TASK
Nothing but text lines should be duplicated: start with the first line of the listing below and stop after the line holding "Mark one point on every instance of the red", omitting pictures.

EXERCISE INPUT section start

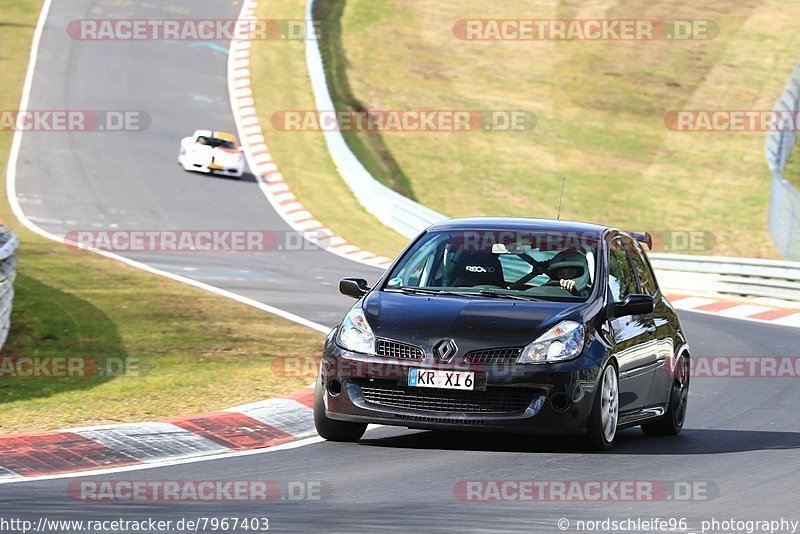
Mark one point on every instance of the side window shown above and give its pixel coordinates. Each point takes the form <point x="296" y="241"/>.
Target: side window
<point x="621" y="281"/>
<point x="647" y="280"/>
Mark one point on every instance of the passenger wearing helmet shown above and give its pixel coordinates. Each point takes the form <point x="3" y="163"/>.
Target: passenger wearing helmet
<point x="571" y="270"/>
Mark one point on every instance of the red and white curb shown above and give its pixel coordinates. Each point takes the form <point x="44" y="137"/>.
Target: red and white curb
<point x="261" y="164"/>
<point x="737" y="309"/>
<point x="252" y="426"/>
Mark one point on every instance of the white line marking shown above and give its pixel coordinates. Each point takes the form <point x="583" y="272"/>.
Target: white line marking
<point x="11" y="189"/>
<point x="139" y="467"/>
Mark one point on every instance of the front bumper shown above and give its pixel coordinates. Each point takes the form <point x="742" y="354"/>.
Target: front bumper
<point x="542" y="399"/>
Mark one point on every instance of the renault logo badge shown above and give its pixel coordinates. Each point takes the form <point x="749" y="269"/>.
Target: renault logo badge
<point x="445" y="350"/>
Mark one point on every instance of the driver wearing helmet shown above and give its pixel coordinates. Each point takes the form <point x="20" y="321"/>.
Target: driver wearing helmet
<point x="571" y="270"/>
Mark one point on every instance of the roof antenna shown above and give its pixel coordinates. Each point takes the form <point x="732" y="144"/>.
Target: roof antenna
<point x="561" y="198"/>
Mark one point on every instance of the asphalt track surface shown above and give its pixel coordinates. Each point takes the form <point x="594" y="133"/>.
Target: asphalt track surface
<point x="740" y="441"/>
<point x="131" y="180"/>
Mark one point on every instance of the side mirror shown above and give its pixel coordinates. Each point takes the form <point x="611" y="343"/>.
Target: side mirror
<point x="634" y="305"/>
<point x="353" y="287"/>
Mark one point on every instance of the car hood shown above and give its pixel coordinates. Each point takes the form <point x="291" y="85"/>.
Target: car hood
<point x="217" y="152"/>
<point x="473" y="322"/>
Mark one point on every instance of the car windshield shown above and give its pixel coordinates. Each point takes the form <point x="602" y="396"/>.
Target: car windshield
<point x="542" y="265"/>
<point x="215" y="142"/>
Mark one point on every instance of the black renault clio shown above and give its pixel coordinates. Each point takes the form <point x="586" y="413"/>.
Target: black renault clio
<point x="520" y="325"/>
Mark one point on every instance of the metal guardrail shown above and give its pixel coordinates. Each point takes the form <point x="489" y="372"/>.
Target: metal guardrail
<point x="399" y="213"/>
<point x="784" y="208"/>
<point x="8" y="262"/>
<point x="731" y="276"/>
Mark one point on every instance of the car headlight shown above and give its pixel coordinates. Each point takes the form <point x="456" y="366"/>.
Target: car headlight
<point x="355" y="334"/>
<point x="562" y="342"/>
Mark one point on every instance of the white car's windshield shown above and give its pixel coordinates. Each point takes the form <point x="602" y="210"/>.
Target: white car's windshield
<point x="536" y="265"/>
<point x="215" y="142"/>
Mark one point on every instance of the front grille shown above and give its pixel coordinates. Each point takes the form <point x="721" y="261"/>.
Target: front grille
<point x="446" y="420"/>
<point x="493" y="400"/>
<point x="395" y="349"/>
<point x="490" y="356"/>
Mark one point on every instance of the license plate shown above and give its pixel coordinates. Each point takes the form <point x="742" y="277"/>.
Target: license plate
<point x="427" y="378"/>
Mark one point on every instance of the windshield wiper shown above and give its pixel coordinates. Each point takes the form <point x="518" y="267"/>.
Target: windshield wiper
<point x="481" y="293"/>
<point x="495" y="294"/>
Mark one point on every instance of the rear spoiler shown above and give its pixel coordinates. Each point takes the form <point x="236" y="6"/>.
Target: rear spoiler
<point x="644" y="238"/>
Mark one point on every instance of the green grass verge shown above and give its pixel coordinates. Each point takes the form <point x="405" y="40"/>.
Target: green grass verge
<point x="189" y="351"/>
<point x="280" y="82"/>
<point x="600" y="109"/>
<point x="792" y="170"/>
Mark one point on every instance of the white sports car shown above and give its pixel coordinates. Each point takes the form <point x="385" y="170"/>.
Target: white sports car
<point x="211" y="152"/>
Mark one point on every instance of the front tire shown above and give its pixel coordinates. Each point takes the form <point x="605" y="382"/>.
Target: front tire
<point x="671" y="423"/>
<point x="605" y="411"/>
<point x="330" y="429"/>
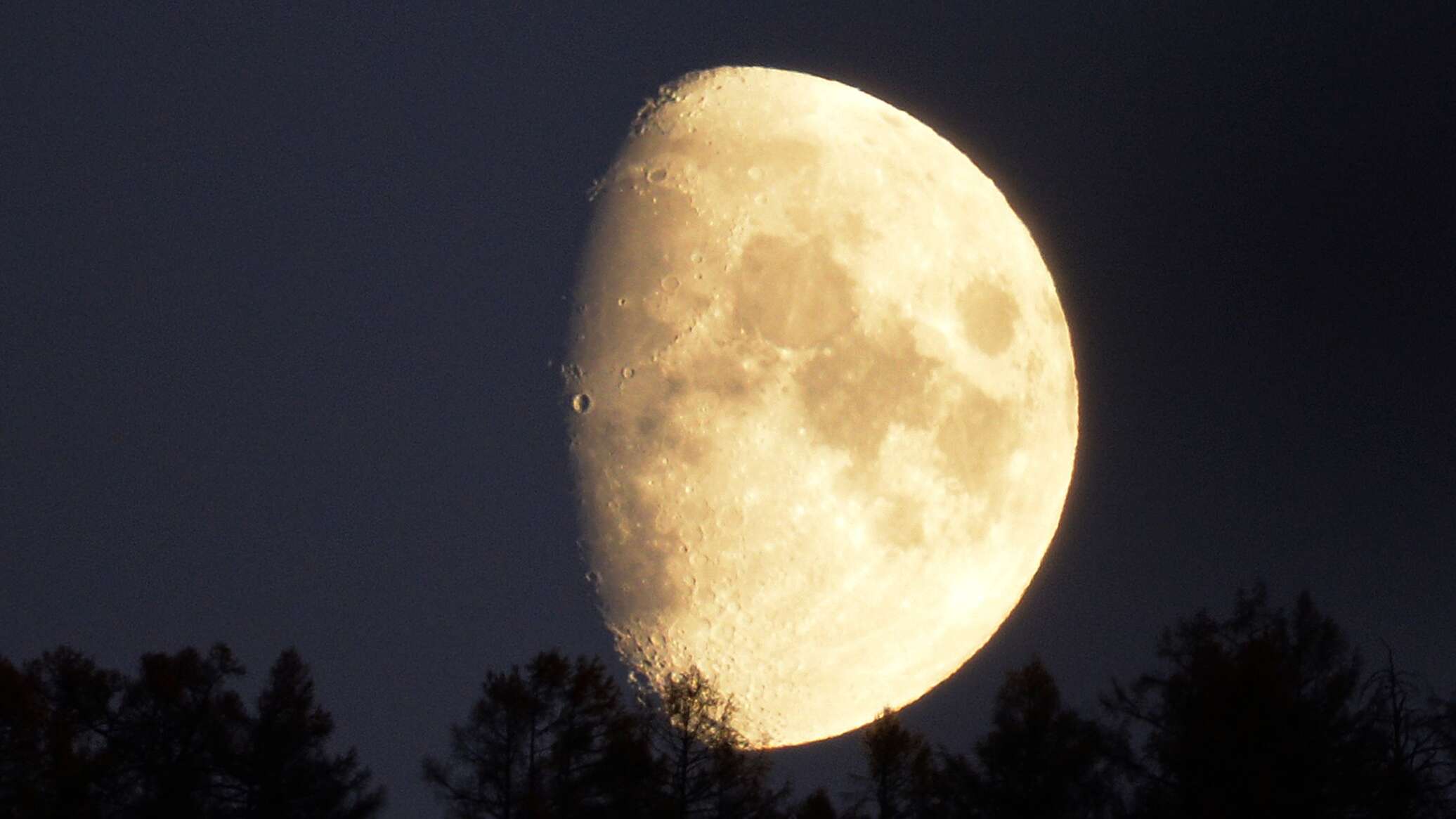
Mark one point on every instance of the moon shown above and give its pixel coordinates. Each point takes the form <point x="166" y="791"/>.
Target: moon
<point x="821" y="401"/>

EXERCISE INPUT section end

RESULT
Mark one point on every instance of the side window shown above and give its pixel coordinates. Each point takes the form <point x="296" y="241"/>.
Target: side window
<point x="621" y="281"/>
<point x="647" y="280"/>
Mark one point on every instance of the passenger wearing helmet shown above and give its pixel coordinates. Each point takes the form <point x="3" y="163"/>.
Target: passenger wearing helmet
<point x="571" y="270"/>
Mark one point on every instance of the red and white curb shown above and give its pixel coordinates. Each point takes the form <point x="44" y="137"/>.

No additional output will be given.